● **What is being asked**:
Answer these questions about the forum thread on Knipex pliers:
1. About how much did the first poster pay for the smaller size?
2. What does one reply say a lot of HVAC guys use the Knipex pliers for?
3. Which sizes of pipe wrenches did one poster sell instead of keeping?
#### Provided passage ####
# Really Good Channel Locks (they aren't channel locks)



## eh4 (Oct 27, 2011)

these things are really great.

http://www.knipex.com/index.php?id=1216&L=1&page=group_detail&parentID=1368&groupID=1501

I don't really do multi tools, I carry a few tools that really do it for me, a good pair of channel locks has always been part of that system, these are so great.

part of the funtion of adjustable pliers is that they tend to destroy whatever hex nut or fitting you are trying (hell, successfully, this time!) to loosen or tighten, but these things do a very good job of appoximating a hex nut for a range of sizes...
when new they will almost work as tweezers.
just excellent all around tools, I think I paid about 35$ for the smaller size, about 8", wide spread middle finger to thumb for me, they fit nice in the pocket and they stay at the setting you put them at until you reset them.

Not affiliated with Anyone, I just like good, light tools.


----------



## CamoNinja (Oct 27, 2011)

Awesome tool. I have several pair. You can really get good leverage without the pliers slipping.


----------



## OCD (Oct 27, 2011)

Those look very similar to these. I got a set of 2 for Christmas this past year. Haven't had an opportunity to use them yet, but they seem like they they'll be nice to use.

http://www.irwin.com/tools/pliers-adjustable-wrenches/groovelock-pliers


----------



## NonSenCe (Oct 28, 2011)

they really are good. versatile and grippy tool. and they actually do have ability to be used on more delicate precicion tasks too. the teeth are machined well and tolerances are tight. and the ergonomics of the handles work well even on the delicate tasks not just prying stuff open or holdin it down with force. 

im used to having them knipex cobra pliers since.. well.. as long as i remember. so i keep forgetting that everyone else in the world do not know them.


----------



## DUQ (Dec 31, 2011)

OCD said:


> Those look very similar to these.
> 
> http://www.irwin.com/tools/pliers-adjustable-wrenches/groovelock-pliers



And that's where the similarity ends. Similar design but a world apart when it comes to quality. The Irwin ones work very well but not for the professional. The Knipex ones are very very good. They are very good for pipe fitting up to the point of not needing a pipe wrench.

A lot of HVAC guys use them for ruffing in gas piping for furnaces/boilers.


----------



## KC2IXE (Feb 12, 2012)

My father was a HVAC guy, and he used Knippex pliers, but NOT for pipe. He'd shudder anytime he say anyone using a pair of "channel-lock" pliers on pipe "That's what pipe wrenches are for". I kept a good assortment of his wrenches when we sold his stuff, but I drew the line at the 36 and 48 inch pipe wrenches. Sold those, as I figured I'd hire in someone if I ever have to do steam/pipe fitting that big


----------



## DrVette (Feb 15, 2012)

I "was" gonna suggest Knipex when I saw the forum topic, but you are already in "the-know"

Klien Tools made a similar unit some 20 years ago, now Knipex has the market.

Note the Knipex will NOT mash your fingers if you slip off the item, like regular "Channel Lock" or Craftsman "Slip-Joint" Pliers will.
#### Stored rows ####
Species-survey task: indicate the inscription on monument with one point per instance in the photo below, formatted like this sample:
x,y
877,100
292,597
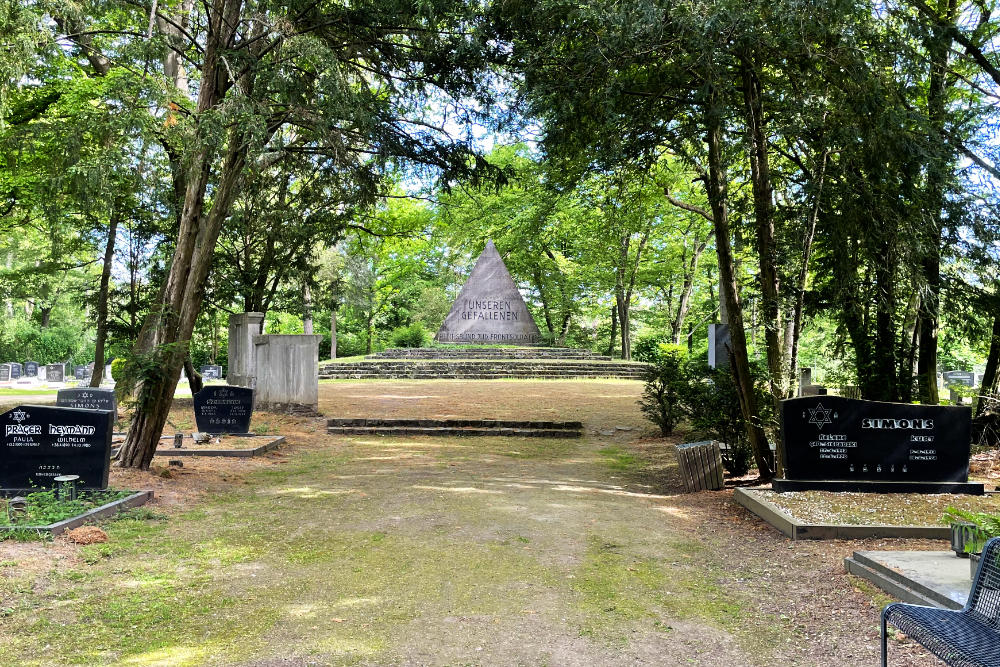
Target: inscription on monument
x,y
41,443
489,308
835,438
223,409
89,398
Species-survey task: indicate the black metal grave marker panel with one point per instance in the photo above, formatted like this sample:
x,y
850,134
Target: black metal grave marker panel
x,y
42,442
223,409
835,438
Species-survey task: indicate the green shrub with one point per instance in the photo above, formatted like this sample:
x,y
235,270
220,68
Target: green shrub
x,y
410,336
713,407
677,389
350,344
651,348
662,397
984,527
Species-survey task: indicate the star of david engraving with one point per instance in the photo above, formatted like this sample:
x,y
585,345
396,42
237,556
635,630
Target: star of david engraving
x,y
820,416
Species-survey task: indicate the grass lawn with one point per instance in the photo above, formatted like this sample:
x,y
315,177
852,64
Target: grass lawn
x,y
424,550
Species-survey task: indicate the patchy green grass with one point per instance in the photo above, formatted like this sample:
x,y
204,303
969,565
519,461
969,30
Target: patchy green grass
x,y
619,459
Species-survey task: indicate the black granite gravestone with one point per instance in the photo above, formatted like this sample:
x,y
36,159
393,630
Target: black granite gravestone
x,y
211,372
42,442
88,398
55,373
837,443
962,378
223,409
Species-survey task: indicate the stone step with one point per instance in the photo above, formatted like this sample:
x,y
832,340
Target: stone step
x,y
482,369
445,431
488,353
454,423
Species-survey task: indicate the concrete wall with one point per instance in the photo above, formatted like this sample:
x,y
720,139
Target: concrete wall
x,y
287,368
242,329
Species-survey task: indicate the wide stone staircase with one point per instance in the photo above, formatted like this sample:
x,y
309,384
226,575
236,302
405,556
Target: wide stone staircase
x,y
483,363
455,427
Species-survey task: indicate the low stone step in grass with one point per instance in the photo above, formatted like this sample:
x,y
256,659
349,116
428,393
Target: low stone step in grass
x,y
44,513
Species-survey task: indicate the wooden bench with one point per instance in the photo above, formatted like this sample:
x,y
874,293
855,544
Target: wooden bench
x,y
969,637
####
● **The solution**:
1. About $35.
2. Roughing in gas piping for furnaces and boilers.
3. The 36-inch and 48-inch pipe wrenches.